● Provided passage:
....

Predictive Analytics: Sound data science

Avoiding the most pernicious prediction pitfall.

By Eric Siegel

Are orange cars the least likely lemons?

Are orange cars the least likely lemons?

Data science and predictive analytics’ explosive popularity promises meteoric value, but a common misapplication readily backfires. The number crunching only delivers if a fundamental – yet often omitted – fail-safe is applied.

Prediction is booming. Data scientists have the “sexiest job of the 21st century” (as Thomas Davenport and U.S. Chief Data Scientist D.J. Patil declared in 2012). Fueled by the data tsunami, we’ve entered a golden age of predictive discoveries. A frenzy of analysis churns out a bonanza of colorful, valuable and sometimes surprising insights [1]:

  • People who “like” curly fries on Facebook are more intelligent.
  • Typing with proper capitalization indicates creditworthiness.
  • Users of the Chrome and Firefox browsers make better employees.
  • Men who skip breakfast are at greater risk for coronary heart disease.
  • Credit card holders who go to the dentist are better credit risks.
  • High-crime neighborhoods demand more Uber rides.

Look like fun? Before you dive in, be warned: This spree of data exploration must be tamed with strict quality control. It’s easy to get it wrong, crash and burn – or at least end up with egg on your face.

In 2012, a Seattle Times article led with an eye-catching predictive discovery: “An orange used car is least likely to be a lemon” [2]. This insight came from a predictive analytics competition to detect which used cars are bad buys (lemons). While insights also emerged pertaining to other car attributes – such as make, model, year, trim level and size – the apparent advantage of being orange caught the most attention. Responding to quizzical expressions, data wonks offered creative explanations, such as the idea that owners who select an unusual car color tend to have more of a “connection” to and take better care of their vehicle.

Figure 1: Are orange cars really less likely to turn into lemons?

Figure 1: Are orange cars really less likely to turn into lemons?

Examined alone, the “orange lemon” discovery appeared sound from a mathematical perspective. The specific result is shown in Figure 1.

According to Figure 1, orange cars turn out to be lemons one-third less often than average. Put another way, if you buy a car that’s not orange, you increase your risk by 50 percent.

....

● Supplied material:

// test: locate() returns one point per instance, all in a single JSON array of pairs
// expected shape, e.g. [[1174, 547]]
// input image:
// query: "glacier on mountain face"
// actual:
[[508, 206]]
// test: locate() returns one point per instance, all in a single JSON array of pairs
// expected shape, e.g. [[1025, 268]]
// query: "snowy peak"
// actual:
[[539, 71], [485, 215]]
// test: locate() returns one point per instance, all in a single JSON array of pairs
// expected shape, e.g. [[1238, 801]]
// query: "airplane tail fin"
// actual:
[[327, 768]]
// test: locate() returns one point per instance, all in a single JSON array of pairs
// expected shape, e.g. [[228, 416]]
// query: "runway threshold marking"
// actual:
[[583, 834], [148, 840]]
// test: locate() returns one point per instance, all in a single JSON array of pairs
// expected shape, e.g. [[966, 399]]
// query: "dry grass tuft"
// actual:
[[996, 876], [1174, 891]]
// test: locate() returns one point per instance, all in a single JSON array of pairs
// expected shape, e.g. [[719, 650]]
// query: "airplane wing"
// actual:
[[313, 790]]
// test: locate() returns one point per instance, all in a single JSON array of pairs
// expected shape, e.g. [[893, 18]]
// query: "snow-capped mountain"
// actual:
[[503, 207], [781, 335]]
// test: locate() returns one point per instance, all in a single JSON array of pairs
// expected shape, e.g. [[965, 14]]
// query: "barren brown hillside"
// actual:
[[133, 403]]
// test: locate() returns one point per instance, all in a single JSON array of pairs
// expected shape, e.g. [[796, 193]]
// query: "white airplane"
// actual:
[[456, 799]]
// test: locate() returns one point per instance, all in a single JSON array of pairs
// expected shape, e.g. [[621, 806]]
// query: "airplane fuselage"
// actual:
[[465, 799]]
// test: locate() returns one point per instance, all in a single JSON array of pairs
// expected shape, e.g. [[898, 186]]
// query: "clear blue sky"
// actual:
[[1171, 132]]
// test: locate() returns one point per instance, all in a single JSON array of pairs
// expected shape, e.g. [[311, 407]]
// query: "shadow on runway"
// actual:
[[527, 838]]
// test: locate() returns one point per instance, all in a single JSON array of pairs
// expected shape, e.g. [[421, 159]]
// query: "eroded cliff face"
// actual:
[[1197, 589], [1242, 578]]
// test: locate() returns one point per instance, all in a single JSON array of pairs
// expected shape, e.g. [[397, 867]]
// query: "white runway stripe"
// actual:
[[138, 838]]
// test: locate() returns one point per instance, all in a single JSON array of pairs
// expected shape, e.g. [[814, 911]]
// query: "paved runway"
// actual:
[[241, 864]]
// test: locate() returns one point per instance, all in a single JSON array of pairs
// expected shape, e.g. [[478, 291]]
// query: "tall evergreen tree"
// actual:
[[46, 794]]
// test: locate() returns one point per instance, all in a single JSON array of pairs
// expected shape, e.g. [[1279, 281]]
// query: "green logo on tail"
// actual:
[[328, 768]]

....

● Explore the material:
(1) In the predictive analytics article, which newspaper ran the 2012 piece saying an orange used car is least likely to be a lemon?
(2) Write out the part of the predictive analytics article starting at "In 2012, a Seattle" and ending at "of their vehicle.".

● Answers to each task:
(1) The Seattle Times.

(2)
In 2012, a Seattle Times article led with an eye-catching predictive discovery: “An orange used car is least likely to be a lemon” [2]. This insight came from a predictive analytics competition to detect which used cars are bad buys (lemons). While insights also emerged pertaining to other car attributes – such as make, model, year, trim level and size – the apparent advantage of being orange caught the most attention. Responding to quizzical expressions, data wonks offered creative explanations, such as the idea that owners who select an unusual car color tend to have more of a “connection” to and take better care of their vehicle.